■ **YOUR OBJECTIVE**
Rewrite the items below with "thickest part" changed to "widest part" wherever it occurs, leaving every other word as it is.

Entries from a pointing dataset
╔══

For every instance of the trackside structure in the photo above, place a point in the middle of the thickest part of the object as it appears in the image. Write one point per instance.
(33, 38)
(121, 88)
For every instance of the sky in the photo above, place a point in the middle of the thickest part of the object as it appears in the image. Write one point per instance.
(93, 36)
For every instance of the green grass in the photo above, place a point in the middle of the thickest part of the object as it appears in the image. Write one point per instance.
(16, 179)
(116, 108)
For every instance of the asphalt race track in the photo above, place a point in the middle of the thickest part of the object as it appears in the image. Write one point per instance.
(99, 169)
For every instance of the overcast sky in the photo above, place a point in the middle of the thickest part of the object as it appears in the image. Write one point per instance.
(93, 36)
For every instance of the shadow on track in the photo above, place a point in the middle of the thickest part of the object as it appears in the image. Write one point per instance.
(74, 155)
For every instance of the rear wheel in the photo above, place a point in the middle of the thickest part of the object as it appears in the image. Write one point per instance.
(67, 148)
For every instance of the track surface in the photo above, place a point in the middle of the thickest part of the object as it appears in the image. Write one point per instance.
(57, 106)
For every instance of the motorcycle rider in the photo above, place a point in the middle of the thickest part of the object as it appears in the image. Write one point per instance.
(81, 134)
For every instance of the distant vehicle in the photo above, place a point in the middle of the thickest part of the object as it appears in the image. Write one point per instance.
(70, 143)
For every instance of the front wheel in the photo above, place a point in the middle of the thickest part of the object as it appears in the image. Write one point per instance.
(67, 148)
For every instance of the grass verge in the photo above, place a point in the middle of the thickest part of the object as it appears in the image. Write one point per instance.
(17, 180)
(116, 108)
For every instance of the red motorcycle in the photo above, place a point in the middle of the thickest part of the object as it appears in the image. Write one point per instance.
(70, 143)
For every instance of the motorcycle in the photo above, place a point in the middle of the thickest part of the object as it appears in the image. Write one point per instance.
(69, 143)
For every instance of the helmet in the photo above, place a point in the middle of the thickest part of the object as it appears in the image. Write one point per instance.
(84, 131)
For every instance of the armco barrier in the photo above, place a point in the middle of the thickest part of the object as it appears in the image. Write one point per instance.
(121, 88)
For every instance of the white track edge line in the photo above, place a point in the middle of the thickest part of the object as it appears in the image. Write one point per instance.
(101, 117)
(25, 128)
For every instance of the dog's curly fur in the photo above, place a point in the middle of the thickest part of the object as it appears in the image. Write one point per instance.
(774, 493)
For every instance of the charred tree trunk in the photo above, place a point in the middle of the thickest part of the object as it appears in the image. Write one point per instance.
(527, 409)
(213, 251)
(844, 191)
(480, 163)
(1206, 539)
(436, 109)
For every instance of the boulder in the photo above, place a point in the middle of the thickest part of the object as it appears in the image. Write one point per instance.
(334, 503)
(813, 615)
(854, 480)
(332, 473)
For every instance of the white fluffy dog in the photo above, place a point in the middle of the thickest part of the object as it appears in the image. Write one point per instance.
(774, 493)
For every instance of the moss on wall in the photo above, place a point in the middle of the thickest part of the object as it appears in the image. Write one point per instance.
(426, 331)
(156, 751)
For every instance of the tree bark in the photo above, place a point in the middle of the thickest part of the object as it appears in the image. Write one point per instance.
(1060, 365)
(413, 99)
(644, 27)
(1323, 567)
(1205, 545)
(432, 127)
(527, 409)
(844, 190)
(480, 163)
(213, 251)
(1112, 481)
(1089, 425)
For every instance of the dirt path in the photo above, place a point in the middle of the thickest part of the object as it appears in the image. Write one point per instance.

╚══

■ **ANSWER IN FULL**
For every instance of the trackside structure in the photo above, place a point in the middle of the widest part of the object as it appears in the image. Write one point per instance.
(33, 38)
(121, 88)
For every instance of the sky in the photo above, place a point in the middle of the widest part of the object as it appears in the image. Write one point per instance.
(93, 36)
For every instance of the green grass in the photo above, place a point in the middle of the widest part of the object as it appears in the image. Write one point per instance.
(16, 179)
(116, 108)
For every instance of the asphalt race track in the photo above, place a point in the middle of the widest part of the object as it appears in the image. Write one point per instance.
(99, 169)
For every instance of the overcast sky in the photo above, place a point in the middle of the widest part of the object as it appears in the image. Write one point per instance.
(93, 36)
For every instance of the shadow on track in the photo above, place a point in the middle of the widest part of the object as it appears in the image. Write one point per instance.
(74, 155)
For every instance of the rear wheel in the photo above, place a point in the middle of the widest part of the object as it appears in the image. Write one point per instance.
(67, 148)
For every instance of the track surface in the photo above, place a point in the middle of the widest part of the object as it appears in the image. Write one point per instance.
(57, 106)
For every instance of the motorcycle rider in the photo above, place a point in the middle of the widest part of the object as it appears in the image. Write one point per instance.
(81, 134)
For every instance of the distant vehicle in the photo above, place a point in the middle of the widest part of the object as it appears in the image. Write one point per instance.
(70, 143)
For every instance of the front wheel in the photo above, place a point in the middle of the widest part of the object as it appears in the image. Write one point per instance.
(67, 148)
For every instance of the grass verge in the photo above, place a point in the middle of the widest part of the object as it appears in the image. Write one point per instance.
(17, 180)
(116, 108)
For every instance of the red motorcycle in the photo above, place a point in the middle of the widest part of the object as it appears in the image. Write one point per instance.
(70, 143)
For every instance of the motorcycle in the photo above, place a point in the middle of the widest part of the object as it appears in the image. Write one point per instance.
(69, 143)
For every instance of the helmet in the photo above, place a point in the middle of the widest part of the object as it appears in the image. Write one point per instance.
(84, 131)
For every instance of the armco barrier in the photo above, place a point in the middle of the widest part of the object as it appears in the image. Write one point per instance.
(121, 88)
For every instance of the white track edge line in the photo above, place a point in the middle of the widest part of the object as it appears in the image. Write one point per instance.
(101, 117)
(25, 128)
For every instance of the dog's curly fur in the photo above, place a point in the middle of the widest part of the object as it appears in the image. Write one point per instance.
(774, 493)
For every instance of the charred tree trunk in the photo above, place a point in the middle of the widest part of the object as it appears in the image. Write one point per instance.
(527, 409)
(213, 251)
(844, 191)
(480, 163)
(1206, 539)
(436, 109)
For every instance of the boulder in the photo above, place a point in the middle of the widest part of the object as it appears in the image. Write one point per instance.
(334, 503)
(813, 615)
(854, 480)
(332, 473)
For every instance of the white fluffy dog in the photo above, place a point in the middle of the widest part of the object as it appears in the image. Write one point per instance.
(774, 493)
For every instance of the moss on wall in the photo above, place a point in the middle of the widest part of the object as it appears in the image. Write one point per instance.
(426, 331)
(156, 751)
For every instance of the tree bark in the photo above, place a point in the middle of the widest part of the object as it appears in the image. Write one point per instance.
(1060, 365)
(413, 99)
(644, 27)
(1323, 567)
(1205, 545)
(432, 127)
(527, 409)
(844, 190)
(480, 163)
(213, 251)
(1112, 481)
(1089, 425)
For every instance of the dirt path in the photo above, place a point in the middle of the widest part of the object as it appears in the image. Write one point per instance.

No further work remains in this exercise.